* Document passage
==============================

Protein preparation with CAMPARI

With the latest implemented features it is now straightforward to use CAMPARI to directly generate a receptor mol2 file for SEED. As CAMPARI’s pdb parser is fairly robust, in the vast majority of the cases it will be able to read a raw pdb without the need of any preprocessing.

The input files required by CAMPARI to describe the receptor are a sequence file listing all the residues in the system and a pdb or another structural file to read the atom coordinates (the atoms for which no coordinates are provided will be rebuilt by CAMPARI). Additionally CAMPARI only requires a key file with a list of keywords specifying the calculation to run. We provide some key file templates to perform a standard protein preparation protocol for docking. For details please refer to CAMPARI v4 documentation.

The sequence file can be extracted from the SEQRES of the pdb using the script convert_SEQRES_toseq.sh provided in the CAMPARI tool directoty.

Before starting the preparation with CAMPARI be sure to be running version 4. Once the key-file is specified, CAMPARI can be run as easy as:

campari -k keyfile.key >& log

By default CAMPARI will write as structural output both a pdb and a mol2 file with the ALT_TYPE_SET specification as required by SEED.

We recommend using CHARMM parameters for docking with SEED. Using AMBER/GAFF force field is still experimental, but can be done (see Gaff preparation (WORK IN PROGRESS)). CHARMM parameters can be specified in the key-file with the following keyword:

PARAMETERS  <CAMPARI_PATH>/params/abs4.2_charmm36.prm

The output mol2 files will contain CHARMM partial charges (in the charge column) and the CAMPARI biotypes (in the ALT_TYPE_SET line), which needs to be mapped to the corresponding CHARMM atom types by running:

bash convert_CAMP_BIO_to_CGENFF.sh CAMP_BIO_to_CGENFF.map MOL2FILE > OUTPUTFILE

A protein receptor can be prepared with CAMPARI using the two keyfiles tmd_build.template.key and cons_mini_abs_internal.template.key (make sure to correct filenames and paths).

==============================

* Spatial localization data
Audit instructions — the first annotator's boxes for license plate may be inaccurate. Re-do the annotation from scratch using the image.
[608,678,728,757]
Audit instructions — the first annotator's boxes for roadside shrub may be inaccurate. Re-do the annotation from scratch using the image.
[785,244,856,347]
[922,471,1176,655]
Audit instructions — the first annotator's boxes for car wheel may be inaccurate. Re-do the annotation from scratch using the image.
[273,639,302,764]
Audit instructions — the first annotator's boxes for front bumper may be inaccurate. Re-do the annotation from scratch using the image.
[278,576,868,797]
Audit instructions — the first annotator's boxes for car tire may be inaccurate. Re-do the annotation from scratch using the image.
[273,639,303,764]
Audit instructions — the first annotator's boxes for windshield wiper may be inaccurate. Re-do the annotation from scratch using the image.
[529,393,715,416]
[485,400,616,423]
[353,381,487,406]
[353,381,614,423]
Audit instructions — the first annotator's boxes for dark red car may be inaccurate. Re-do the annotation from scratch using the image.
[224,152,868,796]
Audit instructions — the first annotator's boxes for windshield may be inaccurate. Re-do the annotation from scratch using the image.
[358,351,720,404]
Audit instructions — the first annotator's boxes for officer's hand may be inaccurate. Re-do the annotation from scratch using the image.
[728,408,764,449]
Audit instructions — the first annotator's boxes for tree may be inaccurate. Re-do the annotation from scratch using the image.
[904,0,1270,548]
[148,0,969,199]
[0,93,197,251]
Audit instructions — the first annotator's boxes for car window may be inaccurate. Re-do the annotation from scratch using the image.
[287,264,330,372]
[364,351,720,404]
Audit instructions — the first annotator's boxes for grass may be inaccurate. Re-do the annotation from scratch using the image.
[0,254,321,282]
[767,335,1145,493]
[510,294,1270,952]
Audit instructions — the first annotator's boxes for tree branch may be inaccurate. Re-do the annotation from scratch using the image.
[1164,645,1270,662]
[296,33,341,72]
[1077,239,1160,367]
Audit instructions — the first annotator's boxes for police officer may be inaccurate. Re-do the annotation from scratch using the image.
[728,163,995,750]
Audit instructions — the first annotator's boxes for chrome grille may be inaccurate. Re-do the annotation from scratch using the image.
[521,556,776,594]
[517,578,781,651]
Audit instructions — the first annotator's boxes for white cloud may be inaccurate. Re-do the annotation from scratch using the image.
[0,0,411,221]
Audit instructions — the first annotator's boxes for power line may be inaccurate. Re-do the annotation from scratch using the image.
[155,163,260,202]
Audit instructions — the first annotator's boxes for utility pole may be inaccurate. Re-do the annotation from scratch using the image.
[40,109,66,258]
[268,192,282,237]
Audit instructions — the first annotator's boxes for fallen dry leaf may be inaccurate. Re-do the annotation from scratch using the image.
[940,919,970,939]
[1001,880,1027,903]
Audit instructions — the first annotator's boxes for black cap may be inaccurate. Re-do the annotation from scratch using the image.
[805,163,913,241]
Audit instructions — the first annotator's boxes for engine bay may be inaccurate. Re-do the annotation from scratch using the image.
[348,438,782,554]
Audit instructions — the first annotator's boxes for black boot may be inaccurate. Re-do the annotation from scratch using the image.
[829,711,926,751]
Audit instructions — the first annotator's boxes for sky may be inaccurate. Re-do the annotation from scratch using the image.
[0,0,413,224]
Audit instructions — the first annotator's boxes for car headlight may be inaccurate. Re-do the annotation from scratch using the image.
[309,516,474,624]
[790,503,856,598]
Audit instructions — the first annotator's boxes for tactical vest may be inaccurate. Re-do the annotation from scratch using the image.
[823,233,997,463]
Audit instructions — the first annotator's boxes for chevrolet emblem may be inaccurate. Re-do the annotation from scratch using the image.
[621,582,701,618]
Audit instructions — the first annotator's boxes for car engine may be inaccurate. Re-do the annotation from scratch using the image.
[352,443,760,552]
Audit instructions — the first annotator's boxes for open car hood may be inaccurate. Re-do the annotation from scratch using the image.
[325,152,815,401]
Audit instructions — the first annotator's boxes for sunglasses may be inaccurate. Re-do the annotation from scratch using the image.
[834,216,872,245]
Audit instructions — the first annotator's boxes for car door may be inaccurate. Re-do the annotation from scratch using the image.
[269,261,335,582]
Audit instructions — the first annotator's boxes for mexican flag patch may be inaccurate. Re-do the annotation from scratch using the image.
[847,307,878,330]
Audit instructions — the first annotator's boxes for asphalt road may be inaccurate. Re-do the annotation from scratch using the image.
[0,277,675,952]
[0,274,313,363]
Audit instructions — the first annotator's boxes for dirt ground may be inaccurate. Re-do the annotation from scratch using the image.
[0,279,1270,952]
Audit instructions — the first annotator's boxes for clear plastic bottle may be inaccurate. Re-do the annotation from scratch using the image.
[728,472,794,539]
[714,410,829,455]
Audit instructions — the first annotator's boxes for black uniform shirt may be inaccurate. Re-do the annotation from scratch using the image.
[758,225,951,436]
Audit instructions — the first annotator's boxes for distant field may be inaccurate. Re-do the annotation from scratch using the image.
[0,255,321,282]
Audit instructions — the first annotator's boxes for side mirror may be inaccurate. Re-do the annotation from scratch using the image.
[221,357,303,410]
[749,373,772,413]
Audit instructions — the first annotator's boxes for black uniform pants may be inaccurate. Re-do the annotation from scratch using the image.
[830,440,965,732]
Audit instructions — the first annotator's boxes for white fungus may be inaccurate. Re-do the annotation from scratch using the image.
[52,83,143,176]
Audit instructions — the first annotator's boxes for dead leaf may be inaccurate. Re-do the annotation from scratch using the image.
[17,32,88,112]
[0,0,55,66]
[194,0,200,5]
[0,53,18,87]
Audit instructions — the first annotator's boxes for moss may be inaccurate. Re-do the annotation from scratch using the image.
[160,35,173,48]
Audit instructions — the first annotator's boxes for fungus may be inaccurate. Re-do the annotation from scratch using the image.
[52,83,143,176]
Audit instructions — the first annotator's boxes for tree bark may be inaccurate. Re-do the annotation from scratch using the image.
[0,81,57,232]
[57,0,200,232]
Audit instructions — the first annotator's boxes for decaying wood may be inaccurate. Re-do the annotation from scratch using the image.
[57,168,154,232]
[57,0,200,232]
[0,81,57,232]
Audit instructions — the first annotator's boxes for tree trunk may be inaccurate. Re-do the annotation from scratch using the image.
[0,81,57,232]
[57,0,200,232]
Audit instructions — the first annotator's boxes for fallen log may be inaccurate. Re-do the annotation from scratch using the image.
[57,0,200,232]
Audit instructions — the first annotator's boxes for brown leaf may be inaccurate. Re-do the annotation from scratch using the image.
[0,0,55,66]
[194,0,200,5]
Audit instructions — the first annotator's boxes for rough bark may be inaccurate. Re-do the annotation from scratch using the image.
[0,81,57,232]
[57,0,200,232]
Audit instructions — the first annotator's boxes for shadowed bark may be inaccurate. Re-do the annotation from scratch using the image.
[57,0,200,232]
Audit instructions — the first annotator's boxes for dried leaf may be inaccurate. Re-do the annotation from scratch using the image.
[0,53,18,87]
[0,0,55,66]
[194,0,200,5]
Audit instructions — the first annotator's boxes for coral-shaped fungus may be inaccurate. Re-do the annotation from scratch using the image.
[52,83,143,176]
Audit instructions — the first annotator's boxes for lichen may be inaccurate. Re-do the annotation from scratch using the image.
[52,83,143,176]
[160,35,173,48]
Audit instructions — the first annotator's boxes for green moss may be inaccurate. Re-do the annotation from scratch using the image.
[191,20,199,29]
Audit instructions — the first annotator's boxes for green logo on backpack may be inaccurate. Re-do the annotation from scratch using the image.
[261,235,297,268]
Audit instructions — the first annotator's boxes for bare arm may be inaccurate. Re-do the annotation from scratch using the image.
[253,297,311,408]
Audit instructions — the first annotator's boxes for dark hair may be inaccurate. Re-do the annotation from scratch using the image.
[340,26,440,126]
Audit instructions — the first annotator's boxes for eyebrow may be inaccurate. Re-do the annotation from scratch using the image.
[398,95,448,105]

==============================

* Problem requirements
Using the protein preparation text, decide whether each statement agrees with it: (a) CAMPARI writes a pdb and a mol2 file by default; (b) the text recommends AMBER/GAFF parameters for docking with SEED; (c) atoms missing coordinates must be added by hand before running CAMPARI. Answer yes or no for each and quote the words that settle it. You can set this material aside; it plays no part in what comes next.

* Response to this task
(a) Yes: "By default CAMPARI will write as structural output both a pdb and a mol2 file"
(b) No: "We recommend using CHARMM parameters for docking with SEED."
(c) No: "the atoms for which no coordinates are provided will be rebuilt by CAMPARI"